» **WORK TASK**
Check every line of the data for the string "bird" and copy the ones that have it.

(Collected data entries)
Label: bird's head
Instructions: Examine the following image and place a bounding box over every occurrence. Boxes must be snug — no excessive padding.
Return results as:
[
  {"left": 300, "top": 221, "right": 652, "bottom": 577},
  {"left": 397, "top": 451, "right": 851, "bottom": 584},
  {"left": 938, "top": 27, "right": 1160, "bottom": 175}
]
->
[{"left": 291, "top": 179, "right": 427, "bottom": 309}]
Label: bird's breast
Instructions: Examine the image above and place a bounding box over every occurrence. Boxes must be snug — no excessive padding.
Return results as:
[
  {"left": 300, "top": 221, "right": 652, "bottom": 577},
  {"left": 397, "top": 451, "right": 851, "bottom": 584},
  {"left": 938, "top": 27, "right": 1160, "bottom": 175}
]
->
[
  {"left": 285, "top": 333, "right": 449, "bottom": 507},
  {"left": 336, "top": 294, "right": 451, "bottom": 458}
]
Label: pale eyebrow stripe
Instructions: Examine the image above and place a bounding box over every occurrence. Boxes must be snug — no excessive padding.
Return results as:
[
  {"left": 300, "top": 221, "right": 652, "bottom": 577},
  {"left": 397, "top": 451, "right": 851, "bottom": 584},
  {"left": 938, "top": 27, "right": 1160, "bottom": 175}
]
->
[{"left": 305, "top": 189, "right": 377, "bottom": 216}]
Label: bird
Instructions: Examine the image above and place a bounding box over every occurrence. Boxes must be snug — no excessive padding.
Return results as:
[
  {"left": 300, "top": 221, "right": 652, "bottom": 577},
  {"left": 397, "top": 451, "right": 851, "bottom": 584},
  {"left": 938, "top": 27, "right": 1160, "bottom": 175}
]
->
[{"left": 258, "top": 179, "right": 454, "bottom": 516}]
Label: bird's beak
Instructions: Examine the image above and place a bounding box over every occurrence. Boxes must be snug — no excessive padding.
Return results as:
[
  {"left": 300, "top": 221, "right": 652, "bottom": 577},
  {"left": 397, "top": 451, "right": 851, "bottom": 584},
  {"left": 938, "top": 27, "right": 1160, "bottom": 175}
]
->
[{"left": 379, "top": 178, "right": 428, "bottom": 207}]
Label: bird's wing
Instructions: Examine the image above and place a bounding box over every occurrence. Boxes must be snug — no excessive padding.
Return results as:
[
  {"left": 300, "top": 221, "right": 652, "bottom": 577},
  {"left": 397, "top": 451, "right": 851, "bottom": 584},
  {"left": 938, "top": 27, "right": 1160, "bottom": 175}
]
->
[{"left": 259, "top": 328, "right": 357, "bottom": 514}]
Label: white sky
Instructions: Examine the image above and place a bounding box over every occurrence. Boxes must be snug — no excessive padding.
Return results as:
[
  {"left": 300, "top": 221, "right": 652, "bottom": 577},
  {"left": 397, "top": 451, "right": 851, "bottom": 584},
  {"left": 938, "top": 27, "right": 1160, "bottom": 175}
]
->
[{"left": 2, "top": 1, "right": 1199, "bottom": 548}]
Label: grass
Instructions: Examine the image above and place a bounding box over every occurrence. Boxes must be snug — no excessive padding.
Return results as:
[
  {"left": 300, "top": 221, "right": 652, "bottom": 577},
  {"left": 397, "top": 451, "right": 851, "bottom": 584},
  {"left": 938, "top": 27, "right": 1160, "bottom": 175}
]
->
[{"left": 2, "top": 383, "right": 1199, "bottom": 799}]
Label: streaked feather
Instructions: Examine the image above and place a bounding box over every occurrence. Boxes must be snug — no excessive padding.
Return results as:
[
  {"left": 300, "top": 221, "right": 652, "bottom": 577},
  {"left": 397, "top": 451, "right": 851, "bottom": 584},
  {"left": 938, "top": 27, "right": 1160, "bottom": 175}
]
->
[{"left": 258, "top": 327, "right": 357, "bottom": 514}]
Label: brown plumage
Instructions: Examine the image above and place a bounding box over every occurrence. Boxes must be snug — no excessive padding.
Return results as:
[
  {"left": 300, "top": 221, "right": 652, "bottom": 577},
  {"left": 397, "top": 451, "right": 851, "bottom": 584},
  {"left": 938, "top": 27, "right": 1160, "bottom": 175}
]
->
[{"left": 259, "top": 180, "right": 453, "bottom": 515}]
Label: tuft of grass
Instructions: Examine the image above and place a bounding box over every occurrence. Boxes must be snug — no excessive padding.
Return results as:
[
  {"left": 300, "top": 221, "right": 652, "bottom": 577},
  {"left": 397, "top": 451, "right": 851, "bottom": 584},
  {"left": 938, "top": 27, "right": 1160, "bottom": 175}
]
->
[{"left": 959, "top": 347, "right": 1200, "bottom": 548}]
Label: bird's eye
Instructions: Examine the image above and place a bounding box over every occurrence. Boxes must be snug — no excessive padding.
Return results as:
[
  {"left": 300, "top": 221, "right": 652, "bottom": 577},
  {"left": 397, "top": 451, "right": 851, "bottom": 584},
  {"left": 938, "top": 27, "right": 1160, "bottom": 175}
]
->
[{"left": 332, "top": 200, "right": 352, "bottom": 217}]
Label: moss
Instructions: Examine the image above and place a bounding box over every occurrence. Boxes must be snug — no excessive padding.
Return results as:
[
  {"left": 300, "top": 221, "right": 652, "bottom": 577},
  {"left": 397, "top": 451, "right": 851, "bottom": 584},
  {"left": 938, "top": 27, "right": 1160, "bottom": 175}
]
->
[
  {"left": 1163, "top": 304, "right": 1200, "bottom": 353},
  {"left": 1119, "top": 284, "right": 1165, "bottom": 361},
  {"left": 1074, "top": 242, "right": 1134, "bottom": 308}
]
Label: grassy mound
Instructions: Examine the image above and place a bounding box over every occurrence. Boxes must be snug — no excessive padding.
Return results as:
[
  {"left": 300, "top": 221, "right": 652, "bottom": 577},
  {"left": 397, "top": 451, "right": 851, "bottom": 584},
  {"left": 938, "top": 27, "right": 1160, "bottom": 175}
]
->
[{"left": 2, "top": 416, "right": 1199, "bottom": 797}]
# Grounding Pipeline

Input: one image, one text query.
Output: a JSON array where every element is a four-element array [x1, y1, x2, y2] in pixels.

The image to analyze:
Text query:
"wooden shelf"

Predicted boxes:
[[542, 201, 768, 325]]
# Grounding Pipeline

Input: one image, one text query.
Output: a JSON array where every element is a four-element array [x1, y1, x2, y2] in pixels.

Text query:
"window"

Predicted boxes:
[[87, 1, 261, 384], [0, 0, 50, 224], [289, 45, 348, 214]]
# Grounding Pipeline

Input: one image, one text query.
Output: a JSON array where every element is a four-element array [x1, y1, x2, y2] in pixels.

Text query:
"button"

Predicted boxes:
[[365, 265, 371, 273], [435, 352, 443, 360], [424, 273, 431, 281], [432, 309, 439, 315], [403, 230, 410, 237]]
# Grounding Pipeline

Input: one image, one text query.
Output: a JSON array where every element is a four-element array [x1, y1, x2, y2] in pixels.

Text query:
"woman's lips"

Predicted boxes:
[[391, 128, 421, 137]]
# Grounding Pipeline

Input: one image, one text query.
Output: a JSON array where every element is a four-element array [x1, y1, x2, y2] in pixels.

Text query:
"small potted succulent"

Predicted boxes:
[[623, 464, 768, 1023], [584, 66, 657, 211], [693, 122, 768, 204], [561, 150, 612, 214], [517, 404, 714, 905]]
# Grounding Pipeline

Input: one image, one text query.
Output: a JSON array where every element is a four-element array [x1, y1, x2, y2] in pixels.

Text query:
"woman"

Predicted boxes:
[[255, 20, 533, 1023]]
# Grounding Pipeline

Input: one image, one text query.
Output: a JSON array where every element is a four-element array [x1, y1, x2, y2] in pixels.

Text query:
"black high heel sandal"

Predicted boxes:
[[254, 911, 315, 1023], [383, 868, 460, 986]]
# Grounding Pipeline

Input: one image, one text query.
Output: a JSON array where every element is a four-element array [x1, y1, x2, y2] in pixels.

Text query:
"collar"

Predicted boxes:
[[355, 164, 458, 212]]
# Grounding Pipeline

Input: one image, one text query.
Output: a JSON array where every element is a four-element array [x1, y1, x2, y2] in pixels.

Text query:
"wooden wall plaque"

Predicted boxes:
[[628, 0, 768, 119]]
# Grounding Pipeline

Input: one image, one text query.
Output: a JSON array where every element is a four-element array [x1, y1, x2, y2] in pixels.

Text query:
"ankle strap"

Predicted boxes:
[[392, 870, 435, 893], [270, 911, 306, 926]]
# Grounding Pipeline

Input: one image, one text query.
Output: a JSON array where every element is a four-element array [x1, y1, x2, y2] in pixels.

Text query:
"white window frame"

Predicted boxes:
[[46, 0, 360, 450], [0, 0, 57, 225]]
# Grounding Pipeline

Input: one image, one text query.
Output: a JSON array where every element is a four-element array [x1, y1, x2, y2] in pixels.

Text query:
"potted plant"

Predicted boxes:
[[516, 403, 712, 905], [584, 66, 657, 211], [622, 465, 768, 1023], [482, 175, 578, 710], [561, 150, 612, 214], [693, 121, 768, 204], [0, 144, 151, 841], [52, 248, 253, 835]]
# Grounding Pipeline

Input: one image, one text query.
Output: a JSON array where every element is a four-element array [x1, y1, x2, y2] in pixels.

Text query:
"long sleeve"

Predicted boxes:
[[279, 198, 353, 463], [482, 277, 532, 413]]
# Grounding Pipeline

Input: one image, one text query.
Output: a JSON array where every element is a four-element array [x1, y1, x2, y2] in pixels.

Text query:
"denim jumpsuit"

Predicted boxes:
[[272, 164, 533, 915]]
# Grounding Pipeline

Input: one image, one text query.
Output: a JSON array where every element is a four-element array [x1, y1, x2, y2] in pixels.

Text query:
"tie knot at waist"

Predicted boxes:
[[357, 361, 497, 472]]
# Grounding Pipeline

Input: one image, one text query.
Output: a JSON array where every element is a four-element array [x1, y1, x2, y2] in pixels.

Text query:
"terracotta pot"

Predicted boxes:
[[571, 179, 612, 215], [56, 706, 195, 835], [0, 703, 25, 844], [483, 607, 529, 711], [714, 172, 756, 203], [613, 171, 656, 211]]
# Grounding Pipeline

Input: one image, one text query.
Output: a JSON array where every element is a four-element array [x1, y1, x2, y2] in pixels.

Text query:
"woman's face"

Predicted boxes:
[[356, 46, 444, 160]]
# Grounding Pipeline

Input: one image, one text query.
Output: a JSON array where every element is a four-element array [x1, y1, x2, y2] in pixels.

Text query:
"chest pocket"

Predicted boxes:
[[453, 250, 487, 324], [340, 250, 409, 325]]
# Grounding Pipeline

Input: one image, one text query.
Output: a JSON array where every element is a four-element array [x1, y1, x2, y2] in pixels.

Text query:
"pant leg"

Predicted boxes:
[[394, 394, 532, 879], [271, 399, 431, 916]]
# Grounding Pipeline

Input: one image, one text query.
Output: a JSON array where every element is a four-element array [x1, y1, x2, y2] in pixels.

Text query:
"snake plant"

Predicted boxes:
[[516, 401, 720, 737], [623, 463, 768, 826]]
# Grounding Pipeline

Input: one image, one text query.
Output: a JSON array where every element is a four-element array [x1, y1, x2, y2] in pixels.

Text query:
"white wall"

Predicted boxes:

» **REPLY**
Label: bird's head
Label: bird's breast
Label: bird
Label: bird's beak
Label: bird's wing
Label: bird's eye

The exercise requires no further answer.